REQUIREMENTS -> Print every one of the items below word for word, changing nothing.

* * * * * * *

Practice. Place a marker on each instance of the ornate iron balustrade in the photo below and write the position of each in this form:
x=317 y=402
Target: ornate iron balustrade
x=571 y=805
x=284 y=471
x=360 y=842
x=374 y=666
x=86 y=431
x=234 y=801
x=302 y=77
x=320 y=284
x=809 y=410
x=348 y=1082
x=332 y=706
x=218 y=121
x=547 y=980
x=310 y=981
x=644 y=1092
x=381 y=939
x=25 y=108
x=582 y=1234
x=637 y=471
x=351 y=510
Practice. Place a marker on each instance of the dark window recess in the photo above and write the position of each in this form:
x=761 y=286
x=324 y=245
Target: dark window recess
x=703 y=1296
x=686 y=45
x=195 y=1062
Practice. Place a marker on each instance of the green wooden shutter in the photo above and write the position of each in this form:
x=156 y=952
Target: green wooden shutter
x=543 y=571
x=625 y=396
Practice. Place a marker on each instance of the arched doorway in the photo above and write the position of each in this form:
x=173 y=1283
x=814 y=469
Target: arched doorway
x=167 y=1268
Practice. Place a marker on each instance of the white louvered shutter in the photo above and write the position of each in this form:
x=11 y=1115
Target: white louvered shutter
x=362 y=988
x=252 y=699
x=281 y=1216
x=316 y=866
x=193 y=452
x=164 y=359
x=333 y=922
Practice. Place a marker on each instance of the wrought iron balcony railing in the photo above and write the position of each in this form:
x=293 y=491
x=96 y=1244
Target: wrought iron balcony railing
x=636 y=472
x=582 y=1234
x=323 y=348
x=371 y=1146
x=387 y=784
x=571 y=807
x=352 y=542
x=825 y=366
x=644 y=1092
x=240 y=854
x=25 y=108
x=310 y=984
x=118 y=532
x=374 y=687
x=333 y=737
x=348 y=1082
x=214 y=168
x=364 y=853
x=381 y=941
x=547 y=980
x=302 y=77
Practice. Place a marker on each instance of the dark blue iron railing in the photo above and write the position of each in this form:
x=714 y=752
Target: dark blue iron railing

* * * * * * *

REPLY TO THE EXERCISE ->
Practice. Place a marker on each instance of the ornate iron balustrade in the photo below and write the position of each in this form:
x=317 y=402
Target: ornate iron balustrade
x=571 y=805
x=284 y=471
x=360 y=842
x=374 y=666
x=86 y=431
x=234 y=801
x=302 y=77
x=320 y=284
x=809 y=410
x=348 y=1082
x=332 y=706
x=218 y=121
x=547 y=980
x=310 y=981
x=644 y=1092
x=381 y=939
x=25 y=108
x=582 y=1234
x=637 y=471
x=351 y=510
Practice. Place a marker on each instance of the dark window recess in the photo above and write the position of each in this form:
x=761 y=286
x=324 y=245
Target: dark window recess
x=703 y=1296
x=686 y=45
x=195 y=1062
Practice. Place a marker on each instance of the green wooden shutter in the photo above and write the position of each in this form:
x=156 y=952
Target: green wooden shutter
x=543 y=571
x=625 y=396
Practice. Place a marker on each instance of the arched doorway in the photo above and write the position of each in this form:
x=173 y=1283
x=814 y=469
Target: arched doorway
x=167 y=1268
Practice. Place a marker on each instance of the white louvered shutter in the photo above and write the position of each in this form:
x=11 y=1115
Target: white louvered shutter
x=362 y=988
x=252 y=699
x=281 y=1216
x=316 y=866
x=193 y=452
x=164 y=359
x=333 y=922
Practice. Place a marker on each instance of the wrought iron balcony railing in the photo above and write the position of each in this form:
x=293 y=491
x=96 y=1244
Target: wrought iron balcony railing
x=636 y=472
x=582 y=1234
x=323 y=348
x=371 y=1146
x=387 y=784
x=571 y=807
x=352 y=542
x=825 y=366
x=644 y=1092
x=240 y=854
x=25 y=108
x=310 y=984
x=118 y=532
x=374 y=687
x=333 y=737
x=348 y=1082
x=214 y=168
x=364 y=853
x=381 y=941
x=547 y=980
x=302 y=77
Practice. Place a marker on each instance of the dark blue iron railing in the photo above and write the position of each in this form:
x=714 y=752
Target: dark blue iron railing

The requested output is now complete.